- [Requirement 1] According to the opinion below, when did Bowles die?

- [Extract]
Smith v. State

Decision Date31 December 1849
Citation4 Tex. 297
PartiesSMITH, ADM'R, v. THE STATE.
CourtTexas Supreme Court
OPINION TEXT STARTS HERE

A settler in Peters's colony, on a section of land that had been surveyed by the company, but who had no certificate of title, neither from Peters and his associates nor from the Republic or State of Texas, was not liable to pay taxes on the land so occupied by him.

The proper practice in case of a failure or refusal to render a list of taxable property is for the assessor to report the failure at the next term of the District Court, and for the district attorney to proceed to ascertain the fact whether the property was taxable or not by some proceeding in the nature of an information.

Appeal from Dallas. Action in name of appellee against appellant, for failing to render property for taxation, “to the damage of the plaintiff one hundred dollars, wherefore,” &c. The facts were agreed upon and submitted to the judge, as follows: “It is agreed that Bowles came to Texas in the winter of 1845, and settled in Dallas county and made an improvement upon uncultivated land within the limits of Peters's colony; that Bowles died in the spring of 1847; that the land upon which he died and upon which his family lived at the time of the demand by the assessor and collector in 1847 is unsurveyed by the State; and that Bowles had not, nor has the administrator, any certificate of title, neither from Peters and his associates nor from the State or Republic of Texas. And it is agreed that Smith did render a list of the personal property of the said Bowles, but refused to render said land, as required by the assessor. It is further agreed that the said Bowles settled on section thirty-five, in the fifteen-mile block surveyed by the direction of the agent of Peters's colony, for a solid settlement by said colony contract; and that said Bowles resided upon it at his death, and his family afterwards until the bringing of this suit; section thirty-five being in township No. two north, range one west, as surveyed by the agent of Peters's colony.”

- [Requirement 2] Find each line in the records below that contains the string "handle", and copy those lines out.

(Source records)
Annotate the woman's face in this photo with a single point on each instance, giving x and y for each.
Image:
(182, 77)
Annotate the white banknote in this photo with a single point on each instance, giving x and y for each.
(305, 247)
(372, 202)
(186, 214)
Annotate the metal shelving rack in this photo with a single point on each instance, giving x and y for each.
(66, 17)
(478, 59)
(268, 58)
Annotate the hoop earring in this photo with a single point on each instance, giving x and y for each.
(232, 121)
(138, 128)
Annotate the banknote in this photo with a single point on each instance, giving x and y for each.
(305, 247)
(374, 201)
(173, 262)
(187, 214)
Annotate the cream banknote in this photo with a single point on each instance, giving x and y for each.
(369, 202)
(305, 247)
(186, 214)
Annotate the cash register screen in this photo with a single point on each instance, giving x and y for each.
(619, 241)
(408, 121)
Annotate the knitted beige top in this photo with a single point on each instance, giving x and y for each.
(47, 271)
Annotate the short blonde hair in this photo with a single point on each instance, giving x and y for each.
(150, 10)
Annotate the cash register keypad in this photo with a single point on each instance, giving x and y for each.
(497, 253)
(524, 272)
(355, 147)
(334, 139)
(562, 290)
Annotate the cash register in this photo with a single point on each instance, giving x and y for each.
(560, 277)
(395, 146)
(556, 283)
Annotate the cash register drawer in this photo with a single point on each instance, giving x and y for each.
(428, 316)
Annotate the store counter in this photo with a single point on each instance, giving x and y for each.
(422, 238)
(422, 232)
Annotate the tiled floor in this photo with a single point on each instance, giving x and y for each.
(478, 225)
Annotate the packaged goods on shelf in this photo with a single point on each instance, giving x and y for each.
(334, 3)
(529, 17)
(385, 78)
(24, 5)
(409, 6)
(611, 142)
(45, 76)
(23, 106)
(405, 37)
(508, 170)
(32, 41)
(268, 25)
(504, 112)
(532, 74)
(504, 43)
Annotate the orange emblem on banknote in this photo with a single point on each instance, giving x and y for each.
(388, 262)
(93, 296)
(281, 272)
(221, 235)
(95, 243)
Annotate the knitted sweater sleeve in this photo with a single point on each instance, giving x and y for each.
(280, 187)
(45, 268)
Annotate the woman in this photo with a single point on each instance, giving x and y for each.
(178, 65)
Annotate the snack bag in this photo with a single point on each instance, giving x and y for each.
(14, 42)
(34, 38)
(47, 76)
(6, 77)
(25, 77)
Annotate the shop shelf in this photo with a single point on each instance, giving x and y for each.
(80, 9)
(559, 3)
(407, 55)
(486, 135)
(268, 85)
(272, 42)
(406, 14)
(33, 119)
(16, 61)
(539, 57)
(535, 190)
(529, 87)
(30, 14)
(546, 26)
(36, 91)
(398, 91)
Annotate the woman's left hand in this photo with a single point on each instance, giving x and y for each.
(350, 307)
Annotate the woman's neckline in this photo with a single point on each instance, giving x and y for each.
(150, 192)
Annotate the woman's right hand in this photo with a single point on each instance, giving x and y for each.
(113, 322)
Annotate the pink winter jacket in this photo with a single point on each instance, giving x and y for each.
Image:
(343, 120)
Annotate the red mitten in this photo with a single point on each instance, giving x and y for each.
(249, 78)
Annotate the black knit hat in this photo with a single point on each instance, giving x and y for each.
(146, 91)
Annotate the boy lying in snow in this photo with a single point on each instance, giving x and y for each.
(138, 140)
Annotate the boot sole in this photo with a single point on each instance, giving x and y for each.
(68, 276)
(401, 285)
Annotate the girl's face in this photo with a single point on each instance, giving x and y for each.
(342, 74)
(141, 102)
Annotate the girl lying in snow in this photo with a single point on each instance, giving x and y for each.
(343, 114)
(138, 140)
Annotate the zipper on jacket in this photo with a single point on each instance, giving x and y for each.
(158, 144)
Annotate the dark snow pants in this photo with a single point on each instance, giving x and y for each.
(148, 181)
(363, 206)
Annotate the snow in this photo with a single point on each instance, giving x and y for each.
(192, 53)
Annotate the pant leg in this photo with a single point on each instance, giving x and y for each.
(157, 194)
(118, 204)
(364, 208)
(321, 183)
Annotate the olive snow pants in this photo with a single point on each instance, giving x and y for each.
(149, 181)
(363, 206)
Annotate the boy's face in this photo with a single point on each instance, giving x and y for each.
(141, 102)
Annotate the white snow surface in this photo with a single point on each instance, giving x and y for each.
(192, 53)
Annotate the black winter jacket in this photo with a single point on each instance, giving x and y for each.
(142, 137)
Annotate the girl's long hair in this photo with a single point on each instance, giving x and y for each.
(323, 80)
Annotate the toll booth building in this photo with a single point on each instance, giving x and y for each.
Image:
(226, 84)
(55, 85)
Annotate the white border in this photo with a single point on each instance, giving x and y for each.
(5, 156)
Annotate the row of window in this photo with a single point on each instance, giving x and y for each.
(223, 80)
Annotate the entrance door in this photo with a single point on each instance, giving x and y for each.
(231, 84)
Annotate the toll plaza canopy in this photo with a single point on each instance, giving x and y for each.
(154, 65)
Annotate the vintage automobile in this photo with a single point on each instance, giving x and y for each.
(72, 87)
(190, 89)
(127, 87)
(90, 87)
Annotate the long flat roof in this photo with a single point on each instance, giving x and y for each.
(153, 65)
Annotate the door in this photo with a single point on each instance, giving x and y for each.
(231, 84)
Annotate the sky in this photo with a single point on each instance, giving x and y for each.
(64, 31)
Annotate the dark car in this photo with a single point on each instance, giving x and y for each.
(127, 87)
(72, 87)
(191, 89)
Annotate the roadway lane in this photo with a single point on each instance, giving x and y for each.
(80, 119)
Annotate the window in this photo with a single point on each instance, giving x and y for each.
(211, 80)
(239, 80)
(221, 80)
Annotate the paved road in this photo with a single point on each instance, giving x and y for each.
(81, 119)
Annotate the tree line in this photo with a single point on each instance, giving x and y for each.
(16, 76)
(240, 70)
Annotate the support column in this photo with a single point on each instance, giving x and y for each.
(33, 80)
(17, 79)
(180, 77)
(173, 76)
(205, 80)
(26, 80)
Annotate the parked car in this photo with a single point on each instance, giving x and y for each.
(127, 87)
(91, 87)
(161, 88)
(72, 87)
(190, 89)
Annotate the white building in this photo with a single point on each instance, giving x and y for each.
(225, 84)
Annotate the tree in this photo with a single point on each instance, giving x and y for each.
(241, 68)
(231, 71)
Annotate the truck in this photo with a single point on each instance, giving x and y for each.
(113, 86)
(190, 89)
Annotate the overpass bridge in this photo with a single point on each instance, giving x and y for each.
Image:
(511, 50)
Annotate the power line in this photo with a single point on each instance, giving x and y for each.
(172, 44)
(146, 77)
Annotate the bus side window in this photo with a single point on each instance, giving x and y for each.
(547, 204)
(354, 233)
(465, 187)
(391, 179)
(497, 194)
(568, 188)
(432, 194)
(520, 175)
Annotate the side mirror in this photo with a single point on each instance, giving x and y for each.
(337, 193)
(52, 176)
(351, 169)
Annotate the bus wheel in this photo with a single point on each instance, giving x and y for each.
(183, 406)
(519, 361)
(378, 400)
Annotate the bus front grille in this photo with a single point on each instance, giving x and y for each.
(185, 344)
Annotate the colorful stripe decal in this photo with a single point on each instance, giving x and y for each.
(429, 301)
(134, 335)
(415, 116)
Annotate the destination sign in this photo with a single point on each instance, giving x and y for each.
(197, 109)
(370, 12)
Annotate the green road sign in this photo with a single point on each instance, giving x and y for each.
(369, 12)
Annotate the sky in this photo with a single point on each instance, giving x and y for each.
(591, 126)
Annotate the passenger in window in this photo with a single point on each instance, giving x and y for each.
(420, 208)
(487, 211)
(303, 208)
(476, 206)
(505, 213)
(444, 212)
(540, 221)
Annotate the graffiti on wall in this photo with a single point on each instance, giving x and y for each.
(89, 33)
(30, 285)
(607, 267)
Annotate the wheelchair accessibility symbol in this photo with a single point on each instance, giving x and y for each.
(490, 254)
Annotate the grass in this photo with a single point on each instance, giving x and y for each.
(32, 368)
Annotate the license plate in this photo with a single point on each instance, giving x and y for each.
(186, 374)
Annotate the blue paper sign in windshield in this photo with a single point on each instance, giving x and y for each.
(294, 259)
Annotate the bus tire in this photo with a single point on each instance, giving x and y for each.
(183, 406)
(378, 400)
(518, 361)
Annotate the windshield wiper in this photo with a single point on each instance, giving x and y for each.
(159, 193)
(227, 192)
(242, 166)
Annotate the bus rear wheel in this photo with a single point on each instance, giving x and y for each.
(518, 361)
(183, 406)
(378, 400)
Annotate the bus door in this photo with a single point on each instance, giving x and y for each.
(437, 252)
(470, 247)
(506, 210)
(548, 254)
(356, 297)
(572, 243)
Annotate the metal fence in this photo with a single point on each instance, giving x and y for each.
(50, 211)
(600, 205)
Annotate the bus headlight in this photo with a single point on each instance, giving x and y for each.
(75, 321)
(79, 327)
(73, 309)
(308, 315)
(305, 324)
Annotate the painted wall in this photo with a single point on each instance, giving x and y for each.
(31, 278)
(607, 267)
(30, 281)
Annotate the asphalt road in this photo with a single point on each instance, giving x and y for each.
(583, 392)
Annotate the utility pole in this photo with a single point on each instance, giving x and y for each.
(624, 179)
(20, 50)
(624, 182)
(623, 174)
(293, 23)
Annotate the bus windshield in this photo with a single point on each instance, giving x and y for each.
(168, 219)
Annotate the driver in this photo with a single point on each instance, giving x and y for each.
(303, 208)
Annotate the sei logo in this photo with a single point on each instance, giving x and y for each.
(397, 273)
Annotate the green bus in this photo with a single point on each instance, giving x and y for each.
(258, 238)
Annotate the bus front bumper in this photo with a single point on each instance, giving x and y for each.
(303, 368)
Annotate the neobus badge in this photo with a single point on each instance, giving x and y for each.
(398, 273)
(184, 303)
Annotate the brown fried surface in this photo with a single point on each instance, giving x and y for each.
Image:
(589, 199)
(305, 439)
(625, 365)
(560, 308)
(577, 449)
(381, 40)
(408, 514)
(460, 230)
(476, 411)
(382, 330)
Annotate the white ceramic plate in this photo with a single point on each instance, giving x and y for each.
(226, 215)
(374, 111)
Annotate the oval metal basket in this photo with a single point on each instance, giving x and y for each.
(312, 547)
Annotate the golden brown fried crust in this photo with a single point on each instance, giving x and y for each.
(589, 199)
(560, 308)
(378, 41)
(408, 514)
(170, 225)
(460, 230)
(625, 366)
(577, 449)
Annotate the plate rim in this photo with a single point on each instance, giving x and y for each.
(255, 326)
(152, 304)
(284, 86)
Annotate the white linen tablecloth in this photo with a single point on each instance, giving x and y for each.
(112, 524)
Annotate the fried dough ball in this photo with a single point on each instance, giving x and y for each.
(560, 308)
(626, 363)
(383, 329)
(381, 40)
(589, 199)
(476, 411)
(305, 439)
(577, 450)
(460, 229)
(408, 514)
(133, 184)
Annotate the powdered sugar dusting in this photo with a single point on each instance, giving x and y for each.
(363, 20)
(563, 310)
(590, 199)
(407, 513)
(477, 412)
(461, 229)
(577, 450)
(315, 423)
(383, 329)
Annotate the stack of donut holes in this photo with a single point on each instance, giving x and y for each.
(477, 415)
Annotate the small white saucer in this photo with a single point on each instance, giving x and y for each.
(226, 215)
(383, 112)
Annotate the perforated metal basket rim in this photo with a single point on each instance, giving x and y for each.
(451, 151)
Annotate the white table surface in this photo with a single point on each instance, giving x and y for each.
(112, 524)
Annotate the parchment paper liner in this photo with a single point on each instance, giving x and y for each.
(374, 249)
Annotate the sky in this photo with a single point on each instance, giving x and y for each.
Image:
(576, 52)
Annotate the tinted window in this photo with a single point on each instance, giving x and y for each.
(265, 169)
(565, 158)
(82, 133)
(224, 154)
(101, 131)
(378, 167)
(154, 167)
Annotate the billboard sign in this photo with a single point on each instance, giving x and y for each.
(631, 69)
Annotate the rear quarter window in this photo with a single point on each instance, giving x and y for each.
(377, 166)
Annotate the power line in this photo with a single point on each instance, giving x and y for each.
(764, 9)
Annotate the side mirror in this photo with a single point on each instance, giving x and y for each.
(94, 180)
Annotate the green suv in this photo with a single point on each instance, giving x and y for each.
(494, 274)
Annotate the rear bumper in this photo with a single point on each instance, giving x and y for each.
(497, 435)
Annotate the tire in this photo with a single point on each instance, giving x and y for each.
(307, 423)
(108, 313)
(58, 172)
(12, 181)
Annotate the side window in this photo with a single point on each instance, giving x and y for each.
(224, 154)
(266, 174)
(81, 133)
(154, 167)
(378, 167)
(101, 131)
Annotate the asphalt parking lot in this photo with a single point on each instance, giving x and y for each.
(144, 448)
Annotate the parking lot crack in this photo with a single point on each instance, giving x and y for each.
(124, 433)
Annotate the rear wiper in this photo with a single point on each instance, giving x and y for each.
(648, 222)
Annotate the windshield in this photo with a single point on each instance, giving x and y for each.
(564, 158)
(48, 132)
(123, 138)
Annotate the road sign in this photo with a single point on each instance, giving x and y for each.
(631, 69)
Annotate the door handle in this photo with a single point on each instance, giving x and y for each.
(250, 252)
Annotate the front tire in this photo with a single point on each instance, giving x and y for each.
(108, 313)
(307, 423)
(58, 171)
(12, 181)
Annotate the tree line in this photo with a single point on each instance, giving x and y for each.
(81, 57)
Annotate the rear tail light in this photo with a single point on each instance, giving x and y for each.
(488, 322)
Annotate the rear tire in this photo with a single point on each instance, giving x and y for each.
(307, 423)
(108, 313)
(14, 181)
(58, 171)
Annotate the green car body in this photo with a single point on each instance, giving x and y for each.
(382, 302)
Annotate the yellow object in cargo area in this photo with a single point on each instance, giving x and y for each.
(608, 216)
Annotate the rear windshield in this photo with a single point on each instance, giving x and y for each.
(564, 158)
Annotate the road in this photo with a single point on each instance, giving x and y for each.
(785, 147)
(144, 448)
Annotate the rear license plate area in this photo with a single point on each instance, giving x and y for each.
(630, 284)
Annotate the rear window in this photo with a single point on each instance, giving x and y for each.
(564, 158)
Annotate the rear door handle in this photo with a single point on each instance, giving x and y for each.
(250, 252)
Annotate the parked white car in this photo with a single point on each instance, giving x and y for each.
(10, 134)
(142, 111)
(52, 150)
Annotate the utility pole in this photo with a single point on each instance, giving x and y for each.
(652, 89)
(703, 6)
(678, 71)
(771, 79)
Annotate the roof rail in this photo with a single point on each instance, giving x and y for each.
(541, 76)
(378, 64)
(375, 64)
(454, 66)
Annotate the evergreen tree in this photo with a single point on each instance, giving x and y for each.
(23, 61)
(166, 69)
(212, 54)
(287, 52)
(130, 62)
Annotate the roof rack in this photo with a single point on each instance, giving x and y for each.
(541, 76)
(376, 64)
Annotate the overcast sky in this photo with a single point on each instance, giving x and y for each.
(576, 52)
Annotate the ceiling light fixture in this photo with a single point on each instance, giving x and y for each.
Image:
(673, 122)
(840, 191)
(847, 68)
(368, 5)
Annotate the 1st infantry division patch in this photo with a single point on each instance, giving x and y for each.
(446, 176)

- [Final answer 1] Bowles died in the spring of 1847.

- [Final answer 2]
Annotate the door handle in this photo with a single point on each instance, giving x and y for each.
Annotate the rear door handle in this photo with a single point on each instance, giving x and y for each.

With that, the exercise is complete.